Yang Harus Dikerjakan:
Lanjutkan uraian berikut tentang sejarah Pulau Taliabu, dimulai sesudah kalimat terakhirnya.

Kutipan Sumber:
■ ■ ■ ■ ■ ■ ■
Dalam hasil wawancara dengan Yance Kimlaha, mengatakan bahwa zaman batu di Taliabu bagi Suku Mange dikenal dengan Ngaha atau batu yang digunakan sebagai alat pemotong atau Peda (parang), (Yance kimlaha, Bakiki, 14/12/2009). Sedangkan tembikar atau guci-guci yang lagi marak di sebut barang antik bertaburan dan tertutup tanah di pesisir utara sampai pesisir barat Pulau Taliabu yang merupakan bukti-bukti arkeologi. Jauh sebelum Kerajaaan Ternate menyebarkan pengaruhnya di wilayah ini, Taliabu masih di bawah komando Sanana, pada waktu itu Perdana Mentri bergelar “Matuwo Suwo” sekaligus bertindak sebagai Panglima Perang. Sistem pemerintahan ini meliput Taliabu, Mangoli dan Sanana.
Pada tahun 1350, Kolano Macahaya memiliki persahabatan dengan orang-orang Arab, dengan persahabatan yang baik dan ramah sehingga memperoleh pengetahuan navigasi. Dengan ini Kolano Macahaya berlayar ke Sula-Taliabu dan akhirnya ditaklukan serta menempatkan salah satu dari ketiga anaknya, yakni Hamid sebagai penguasa di kepulauan Sula-Taliabu, (Amal,2002:159).

Sebelum ditaklukan, satuan-satuan tempur yang diperkuat oleh armada-armada yang merupakan satuan tempur Kolano Macahaya yang sangat terampil, berani dan terorganisir yang baik, karena telah berhasil menduduki ketiga pulau tersebut. Gertak meju armada yang dipimpin Kolano Macahaya tak dapat dibendung oleh satan-satuan pengawas pantai Kerajaan Sanana. Dalam pertempuran yang kurang berarti tersebut, Sang Matuwo Suwo mati terbunuh dan kedudukan Matuwo Suwo digantikaan oleh adiknya yaitu Egolhanaka.
■ ■ ■ ■ ■ ■ ■
Data Hasil Ekstraksi:

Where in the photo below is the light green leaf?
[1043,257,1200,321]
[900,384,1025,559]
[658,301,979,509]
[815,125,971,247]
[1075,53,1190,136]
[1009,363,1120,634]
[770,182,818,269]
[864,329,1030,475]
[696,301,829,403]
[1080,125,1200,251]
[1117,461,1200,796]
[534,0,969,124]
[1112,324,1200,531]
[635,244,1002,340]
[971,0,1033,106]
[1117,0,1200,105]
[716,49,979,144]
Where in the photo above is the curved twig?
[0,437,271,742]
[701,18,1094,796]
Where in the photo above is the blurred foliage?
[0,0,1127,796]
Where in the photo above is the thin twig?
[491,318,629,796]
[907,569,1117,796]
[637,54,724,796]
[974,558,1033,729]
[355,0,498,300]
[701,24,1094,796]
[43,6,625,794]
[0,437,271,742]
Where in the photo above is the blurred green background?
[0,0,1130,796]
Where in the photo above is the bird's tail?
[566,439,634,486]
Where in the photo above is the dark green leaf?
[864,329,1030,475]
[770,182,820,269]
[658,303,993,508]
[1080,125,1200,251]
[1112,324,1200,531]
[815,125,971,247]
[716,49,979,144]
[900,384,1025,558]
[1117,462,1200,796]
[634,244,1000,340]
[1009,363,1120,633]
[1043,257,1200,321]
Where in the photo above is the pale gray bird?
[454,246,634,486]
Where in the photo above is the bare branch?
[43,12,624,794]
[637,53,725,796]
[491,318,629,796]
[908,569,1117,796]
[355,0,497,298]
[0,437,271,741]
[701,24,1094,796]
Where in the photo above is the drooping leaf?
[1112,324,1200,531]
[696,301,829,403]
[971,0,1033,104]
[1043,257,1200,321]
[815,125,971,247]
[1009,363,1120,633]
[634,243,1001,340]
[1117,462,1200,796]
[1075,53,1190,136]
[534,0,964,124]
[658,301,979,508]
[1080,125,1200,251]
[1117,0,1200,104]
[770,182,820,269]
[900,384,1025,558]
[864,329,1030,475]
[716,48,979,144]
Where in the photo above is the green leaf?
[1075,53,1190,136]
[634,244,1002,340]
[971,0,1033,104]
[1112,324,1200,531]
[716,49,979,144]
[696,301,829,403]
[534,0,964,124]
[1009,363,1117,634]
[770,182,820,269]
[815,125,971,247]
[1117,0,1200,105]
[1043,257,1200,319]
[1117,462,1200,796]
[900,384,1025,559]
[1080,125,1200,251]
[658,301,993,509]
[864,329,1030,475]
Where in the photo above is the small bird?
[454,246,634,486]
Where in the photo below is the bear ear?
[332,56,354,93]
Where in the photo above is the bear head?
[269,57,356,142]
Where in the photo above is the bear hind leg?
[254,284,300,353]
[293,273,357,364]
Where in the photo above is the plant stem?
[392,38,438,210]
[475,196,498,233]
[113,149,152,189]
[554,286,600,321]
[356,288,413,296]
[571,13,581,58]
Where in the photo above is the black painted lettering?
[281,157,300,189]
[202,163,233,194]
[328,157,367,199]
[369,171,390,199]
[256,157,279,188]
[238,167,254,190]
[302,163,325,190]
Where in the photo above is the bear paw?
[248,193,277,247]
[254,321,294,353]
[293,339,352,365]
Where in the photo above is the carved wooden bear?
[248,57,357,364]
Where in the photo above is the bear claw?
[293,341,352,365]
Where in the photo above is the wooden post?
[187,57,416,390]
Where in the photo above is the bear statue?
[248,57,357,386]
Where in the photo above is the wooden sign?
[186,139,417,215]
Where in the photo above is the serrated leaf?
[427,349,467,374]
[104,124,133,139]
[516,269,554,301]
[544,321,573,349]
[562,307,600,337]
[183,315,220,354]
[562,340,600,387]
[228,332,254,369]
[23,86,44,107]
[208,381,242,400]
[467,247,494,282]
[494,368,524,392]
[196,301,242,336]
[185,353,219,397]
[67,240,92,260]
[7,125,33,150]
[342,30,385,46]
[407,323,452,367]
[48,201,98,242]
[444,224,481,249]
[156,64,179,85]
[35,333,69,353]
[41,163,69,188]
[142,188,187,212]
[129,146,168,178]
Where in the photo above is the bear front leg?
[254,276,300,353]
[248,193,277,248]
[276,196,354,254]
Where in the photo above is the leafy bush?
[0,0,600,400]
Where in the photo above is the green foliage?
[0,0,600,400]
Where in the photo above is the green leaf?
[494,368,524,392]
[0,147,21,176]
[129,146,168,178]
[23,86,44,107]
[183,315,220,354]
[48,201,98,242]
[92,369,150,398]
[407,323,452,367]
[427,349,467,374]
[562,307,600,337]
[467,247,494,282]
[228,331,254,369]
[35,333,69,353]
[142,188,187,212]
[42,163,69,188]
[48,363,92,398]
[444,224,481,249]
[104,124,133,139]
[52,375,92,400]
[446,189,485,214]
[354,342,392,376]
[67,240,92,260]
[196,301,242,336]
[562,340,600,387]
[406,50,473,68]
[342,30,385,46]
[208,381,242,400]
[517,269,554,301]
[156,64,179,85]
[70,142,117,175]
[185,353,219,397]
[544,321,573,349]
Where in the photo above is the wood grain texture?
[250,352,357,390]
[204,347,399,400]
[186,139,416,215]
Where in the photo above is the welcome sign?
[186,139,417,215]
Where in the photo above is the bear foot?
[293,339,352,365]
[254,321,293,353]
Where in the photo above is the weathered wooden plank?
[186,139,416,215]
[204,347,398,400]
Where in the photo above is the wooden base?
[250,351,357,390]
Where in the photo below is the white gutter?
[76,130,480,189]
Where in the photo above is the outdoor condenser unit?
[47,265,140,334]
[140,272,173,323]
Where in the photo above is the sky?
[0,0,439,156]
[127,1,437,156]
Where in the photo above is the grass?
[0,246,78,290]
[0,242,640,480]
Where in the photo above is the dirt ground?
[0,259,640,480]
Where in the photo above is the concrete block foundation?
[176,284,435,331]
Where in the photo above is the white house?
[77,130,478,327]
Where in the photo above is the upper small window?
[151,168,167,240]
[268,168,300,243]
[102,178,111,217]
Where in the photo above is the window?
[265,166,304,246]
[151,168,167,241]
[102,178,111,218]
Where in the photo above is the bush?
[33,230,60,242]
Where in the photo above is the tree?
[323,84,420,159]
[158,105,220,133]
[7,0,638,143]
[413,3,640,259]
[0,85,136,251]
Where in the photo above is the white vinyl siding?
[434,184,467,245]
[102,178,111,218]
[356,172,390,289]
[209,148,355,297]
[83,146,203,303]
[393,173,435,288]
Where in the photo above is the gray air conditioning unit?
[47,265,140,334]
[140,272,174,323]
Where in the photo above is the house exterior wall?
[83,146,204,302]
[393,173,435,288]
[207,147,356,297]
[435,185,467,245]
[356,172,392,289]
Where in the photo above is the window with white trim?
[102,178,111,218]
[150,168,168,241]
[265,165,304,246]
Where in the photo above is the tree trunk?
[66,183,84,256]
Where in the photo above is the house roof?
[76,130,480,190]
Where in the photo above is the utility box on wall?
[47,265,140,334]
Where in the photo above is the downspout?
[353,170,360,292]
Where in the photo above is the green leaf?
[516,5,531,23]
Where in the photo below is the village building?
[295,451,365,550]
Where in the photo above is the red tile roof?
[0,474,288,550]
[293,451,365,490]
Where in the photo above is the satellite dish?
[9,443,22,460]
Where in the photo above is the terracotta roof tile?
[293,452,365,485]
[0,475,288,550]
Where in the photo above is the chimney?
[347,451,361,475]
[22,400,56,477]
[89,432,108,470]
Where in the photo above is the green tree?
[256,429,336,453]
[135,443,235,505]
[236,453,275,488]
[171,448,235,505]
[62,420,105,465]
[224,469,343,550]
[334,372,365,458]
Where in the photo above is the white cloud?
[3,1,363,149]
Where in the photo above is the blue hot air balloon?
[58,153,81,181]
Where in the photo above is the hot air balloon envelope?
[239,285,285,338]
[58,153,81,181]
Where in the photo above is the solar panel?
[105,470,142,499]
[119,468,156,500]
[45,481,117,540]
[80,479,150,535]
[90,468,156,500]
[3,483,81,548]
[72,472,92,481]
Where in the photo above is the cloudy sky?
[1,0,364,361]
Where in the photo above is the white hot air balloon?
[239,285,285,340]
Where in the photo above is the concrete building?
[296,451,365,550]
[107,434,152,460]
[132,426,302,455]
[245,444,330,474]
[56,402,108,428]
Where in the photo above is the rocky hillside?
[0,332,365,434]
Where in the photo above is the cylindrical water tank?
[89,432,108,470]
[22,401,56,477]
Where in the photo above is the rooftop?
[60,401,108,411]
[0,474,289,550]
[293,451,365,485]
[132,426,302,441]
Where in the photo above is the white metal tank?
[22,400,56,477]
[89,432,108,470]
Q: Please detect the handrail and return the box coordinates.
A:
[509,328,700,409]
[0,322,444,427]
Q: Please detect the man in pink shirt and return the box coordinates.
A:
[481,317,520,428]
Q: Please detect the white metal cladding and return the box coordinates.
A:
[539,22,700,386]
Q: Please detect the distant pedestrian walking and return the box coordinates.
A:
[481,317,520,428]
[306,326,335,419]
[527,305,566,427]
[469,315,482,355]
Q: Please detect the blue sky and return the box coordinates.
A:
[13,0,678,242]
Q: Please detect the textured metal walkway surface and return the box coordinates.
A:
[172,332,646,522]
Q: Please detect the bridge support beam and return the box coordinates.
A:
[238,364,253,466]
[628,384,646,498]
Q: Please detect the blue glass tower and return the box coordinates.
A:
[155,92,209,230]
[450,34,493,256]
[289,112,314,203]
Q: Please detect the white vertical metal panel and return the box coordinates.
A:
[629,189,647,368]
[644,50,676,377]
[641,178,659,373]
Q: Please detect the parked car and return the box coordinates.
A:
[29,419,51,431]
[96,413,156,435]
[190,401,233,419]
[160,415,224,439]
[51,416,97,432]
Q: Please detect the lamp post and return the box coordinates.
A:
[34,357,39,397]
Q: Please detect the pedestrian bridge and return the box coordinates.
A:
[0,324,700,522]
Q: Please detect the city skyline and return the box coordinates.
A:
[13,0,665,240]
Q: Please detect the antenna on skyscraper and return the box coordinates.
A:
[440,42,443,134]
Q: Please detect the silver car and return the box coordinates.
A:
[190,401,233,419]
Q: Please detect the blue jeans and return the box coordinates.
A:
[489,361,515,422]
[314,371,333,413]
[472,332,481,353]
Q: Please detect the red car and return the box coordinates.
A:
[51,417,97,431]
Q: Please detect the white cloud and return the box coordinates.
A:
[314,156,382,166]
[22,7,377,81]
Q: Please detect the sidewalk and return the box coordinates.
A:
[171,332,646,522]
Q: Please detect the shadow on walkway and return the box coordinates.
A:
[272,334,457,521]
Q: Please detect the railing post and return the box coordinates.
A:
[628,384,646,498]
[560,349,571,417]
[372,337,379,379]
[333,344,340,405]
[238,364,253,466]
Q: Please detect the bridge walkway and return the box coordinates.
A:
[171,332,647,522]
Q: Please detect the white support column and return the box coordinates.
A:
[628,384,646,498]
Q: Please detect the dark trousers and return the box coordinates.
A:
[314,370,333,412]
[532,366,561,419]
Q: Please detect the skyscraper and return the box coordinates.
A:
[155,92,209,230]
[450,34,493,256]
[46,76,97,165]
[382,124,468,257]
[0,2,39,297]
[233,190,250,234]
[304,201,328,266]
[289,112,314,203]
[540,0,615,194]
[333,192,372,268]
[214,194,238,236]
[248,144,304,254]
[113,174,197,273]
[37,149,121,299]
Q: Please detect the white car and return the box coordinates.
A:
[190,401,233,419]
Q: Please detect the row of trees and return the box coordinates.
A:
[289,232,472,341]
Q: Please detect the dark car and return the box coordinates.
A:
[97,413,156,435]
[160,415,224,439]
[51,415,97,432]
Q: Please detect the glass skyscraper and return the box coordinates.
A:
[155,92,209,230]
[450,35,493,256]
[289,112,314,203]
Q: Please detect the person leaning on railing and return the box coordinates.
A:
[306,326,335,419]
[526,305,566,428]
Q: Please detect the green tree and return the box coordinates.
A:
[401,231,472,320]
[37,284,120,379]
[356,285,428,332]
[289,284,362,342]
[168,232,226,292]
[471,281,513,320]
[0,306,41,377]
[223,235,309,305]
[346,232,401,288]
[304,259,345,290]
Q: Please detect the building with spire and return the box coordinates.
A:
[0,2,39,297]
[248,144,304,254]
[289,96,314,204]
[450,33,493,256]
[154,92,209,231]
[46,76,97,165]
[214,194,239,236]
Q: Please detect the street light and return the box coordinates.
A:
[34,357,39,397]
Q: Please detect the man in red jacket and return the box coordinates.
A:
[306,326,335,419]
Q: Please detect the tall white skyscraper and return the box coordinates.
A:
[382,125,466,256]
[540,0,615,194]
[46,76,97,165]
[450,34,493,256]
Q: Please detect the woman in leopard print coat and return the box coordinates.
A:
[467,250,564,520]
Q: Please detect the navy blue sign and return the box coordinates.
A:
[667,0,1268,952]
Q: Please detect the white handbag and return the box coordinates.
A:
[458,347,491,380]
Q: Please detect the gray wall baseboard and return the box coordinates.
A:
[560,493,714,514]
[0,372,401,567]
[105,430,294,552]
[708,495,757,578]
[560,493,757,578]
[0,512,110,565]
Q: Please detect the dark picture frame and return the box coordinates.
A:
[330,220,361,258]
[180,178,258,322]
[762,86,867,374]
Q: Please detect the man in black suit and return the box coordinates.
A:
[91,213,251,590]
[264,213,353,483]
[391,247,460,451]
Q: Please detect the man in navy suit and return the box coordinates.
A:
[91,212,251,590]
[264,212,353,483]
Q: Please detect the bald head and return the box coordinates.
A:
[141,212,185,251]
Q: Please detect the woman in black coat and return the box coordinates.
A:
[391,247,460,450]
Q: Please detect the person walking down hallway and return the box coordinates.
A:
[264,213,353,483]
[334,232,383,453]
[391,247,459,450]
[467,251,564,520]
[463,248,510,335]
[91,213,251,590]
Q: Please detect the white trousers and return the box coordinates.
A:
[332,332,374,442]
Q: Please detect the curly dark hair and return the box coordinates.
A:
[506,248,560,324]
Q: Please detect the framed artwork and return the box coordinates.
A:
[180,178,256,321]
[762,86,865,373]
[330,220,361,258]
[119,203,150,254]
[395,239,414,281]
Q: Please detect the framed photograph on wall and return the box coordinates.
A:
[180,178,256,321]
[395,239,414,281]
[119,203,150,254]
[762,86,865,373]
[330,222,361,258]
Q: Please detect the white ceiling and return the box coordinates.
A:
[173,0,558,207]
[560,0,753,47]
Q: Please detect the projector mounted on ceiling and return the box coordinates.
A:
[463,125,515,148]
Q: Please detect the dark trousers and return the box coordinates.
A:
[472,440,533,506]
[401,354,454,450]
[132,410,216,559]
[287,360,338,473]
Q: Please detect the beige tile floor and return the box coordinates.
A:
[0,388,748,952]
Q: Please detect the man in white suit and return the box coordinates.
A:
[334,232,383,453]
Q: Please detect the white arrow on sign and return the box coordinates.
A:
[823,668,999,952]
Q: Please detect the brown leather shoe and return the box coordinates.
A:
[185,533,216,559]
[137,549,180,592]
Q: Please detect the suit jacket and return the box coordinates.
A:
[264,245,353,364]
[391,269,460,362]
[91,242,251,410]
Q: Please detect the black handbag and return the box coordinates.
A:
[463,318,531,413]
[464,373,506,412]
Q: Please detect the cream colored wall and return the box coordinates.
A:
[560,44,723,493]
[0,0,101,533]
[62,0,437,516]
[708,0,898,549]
■ ■ ■ ■ ■ ■ ■
Hasil Tugas:
Dua tahun setelah penobatan Zainal Abidin sebagai Sultan Ternate yang pertama, yakni pada tahun 1495. Zainal Abidin mengangkat kepala keluarga Tomaito sebagai Salahakan di Kepulauan Sula. Pada tahun 1580. Sultan Babullah memerintahkan Kapita kapalayai memimpin lima juangga untuk mensterilkan Kepulauan Sula dan diperintahkan untuk mengambil alih kampung-kampung bahkan sampai di pulau-pulau Timur Sulawesi, Banggai, Tobungku, Pangasain serta terjadi perlawana di Buton, (Amal,2002:209).
Di masa Kesultanan Hamzah, yakni pada tahun 1631 armada Ali tiba di Sula. Di daerah-daerah yang tidak memiliki pemerinthan atau penguasa lokal, Sultan Hamza mengirimkan wakilnya sebagai kepala pemerintahan yang di sebut Salahakan. Di daerah-daerah ini Sultan menjalankan pemerintahannya secara lansung. Salahakan merupakan pemerintahan lokal yang berkedudukan di Sanana, yang menjalankan titah-titah Sultan dan dibantu Sangaji dan Kimalaha di Taliabu, (Amal,2002:37).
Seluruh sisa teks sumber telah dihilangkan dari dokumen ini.